** Begin GIVEN RECORDS **

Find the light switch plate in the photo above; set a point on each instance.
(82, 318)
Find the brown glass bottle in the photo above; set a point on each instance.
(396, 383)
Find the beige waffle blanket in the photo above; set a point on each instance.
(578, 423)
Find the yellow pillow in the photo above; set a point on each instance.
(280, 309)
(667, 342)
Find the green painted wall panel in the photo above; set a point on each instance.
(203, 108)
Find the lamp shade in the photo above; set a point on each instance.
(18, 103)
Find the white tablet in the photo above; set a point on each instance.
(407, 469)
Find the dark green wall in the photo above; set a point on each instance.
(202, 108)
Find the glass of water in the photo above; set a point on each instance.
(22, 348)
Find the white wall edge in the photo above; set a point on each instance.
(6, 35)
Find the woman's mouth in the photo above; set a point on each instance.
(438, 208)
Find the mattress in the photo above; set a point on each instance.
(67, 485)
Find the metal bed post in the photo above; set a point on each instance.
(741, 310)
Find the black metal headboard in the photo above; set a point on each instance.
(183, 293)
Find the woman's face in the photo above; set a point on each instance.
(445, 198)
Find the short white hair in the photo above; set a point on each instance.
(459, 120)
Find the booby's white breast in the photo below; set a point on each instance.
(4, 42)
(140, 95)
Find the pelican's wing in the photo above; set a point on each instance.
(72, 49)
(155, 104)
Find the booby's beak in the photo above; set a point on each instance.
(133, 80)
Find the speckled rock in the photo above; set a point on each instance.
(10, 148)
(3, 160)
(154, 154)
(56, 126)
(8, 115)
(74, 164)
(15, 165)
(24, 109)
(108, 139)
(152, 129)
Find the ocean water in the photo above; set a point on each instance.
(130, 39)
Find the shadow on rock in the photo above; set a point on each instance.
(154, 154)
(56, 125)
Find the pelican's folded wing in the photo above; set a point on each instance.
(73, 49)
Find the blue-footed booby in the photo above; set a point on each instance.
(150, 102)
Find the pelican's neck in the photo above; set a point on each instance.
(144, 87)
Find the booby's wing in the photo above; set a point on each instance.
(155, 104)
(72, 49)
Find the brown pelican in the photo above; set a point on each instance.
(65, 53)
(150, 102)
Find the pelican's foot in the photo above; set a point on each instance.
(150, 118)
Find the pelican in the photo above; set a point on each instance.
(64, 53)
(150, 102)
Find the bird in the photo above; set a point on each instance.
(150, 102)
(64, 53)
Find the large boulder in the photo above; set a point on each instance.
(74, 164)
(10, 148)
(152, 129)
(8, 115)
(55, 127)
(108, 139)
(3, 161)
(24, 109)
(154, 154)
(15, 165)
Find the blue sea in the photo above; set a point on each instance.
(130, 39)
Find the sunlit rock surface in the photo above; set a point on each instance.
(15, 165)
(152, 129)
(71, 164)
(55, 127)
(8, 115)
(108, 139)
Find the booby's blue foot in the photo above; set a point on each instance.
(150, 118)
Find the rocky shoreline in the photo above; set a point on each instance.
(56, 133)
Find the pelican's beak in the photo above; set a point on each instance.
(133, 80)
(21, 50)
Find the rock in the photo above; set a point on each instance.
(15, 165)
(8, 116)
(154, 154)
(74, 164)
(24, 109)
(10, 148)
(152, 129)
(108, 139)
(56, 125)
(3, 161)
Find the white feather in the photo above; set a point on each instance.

** End GIVEN RECORDS **
** Begin GIVEN RECORDS **

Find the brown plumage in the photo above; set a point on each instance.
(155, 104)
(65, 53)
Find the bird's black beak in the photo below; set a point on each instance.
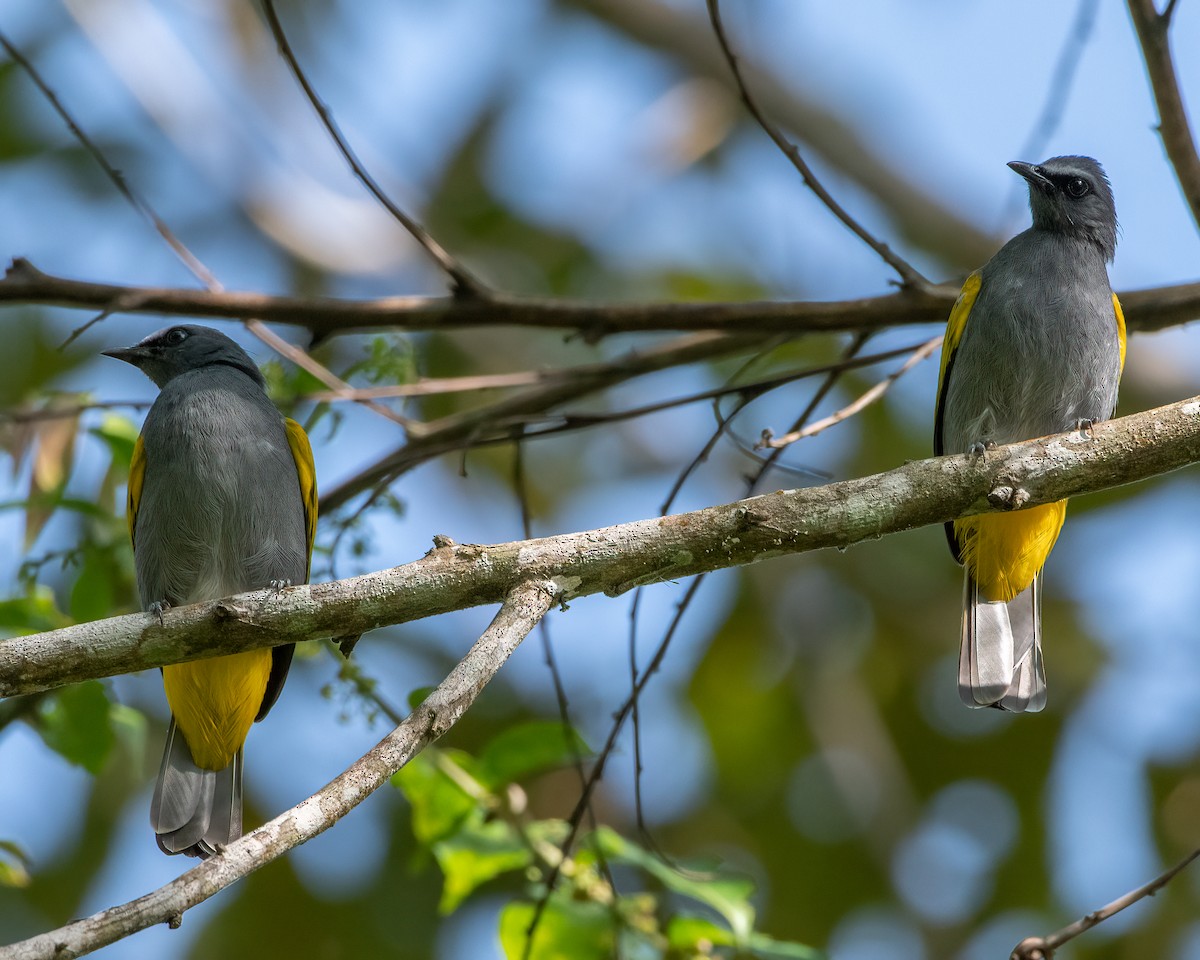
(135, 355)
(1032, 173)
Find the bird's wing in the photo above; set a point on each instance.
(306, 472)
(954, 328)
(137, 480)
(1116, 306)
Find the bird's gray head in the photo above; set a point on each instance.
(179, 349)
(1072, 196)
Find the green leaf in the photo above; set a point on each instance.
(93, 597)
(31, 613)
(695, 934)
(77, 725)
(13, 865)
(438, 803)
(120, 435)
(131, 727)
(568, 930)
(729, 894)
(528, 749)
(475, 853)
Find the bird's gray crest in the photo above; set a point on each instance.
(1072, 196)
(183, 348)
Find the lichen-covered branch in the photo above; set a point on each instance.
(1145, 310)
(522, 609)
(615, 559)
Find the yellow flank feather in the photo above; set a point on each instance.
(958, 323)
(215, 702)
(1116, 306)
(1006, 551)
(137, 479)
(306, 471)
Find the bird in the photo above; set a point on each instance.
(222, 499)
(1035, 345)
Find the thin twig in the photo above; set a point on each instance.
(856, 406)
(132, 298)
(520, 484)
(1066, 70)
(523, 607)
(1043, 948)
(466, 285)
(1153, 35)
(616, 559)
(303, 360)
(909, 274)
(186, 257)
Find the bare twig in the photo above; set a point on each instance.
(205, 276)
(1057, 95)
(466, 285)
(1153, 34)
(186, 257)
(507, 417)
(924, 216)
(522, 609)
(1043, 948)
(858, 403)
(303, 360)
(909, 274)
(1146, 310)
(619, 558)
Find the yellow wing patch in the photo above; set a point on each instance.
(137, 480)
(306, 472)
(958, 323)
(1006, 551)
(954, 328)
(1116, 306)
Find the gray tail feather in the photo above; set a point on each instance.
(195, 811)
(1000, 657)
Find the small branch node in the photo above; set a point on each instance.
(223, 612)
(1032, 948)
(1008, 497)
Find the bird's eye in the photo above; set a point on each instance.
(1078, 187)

** End GIVEN RECORDS **

**INSTRUCTION:**
Scale the stretch from the line containing "Find the yellow wing" through the line containing "(1078, 187)": reproduce those lines, requests included, with each point coordinate multiplied by 2.6 and rounded to a whole number, halves rounding up.

**OUTPUT BELOW:**
Find the yellow wing patch in the photo above; set a point on each instance.
(356, 1248)
(796, 1227)
(2491, 840)
(2616, 1433)
(2480, 853)
(2902, 796)
Find the gray tail feather in the photo above; set a point on each instance.
(507, 2109)
(2600, 1708)
Find the small branch node in the photo above; set a point on each instance.
(580, 1591)
(2683, 2465)
(2621, 1292)
Find the bird's eye in the photo above; set a point on each instance.
(2803, 486)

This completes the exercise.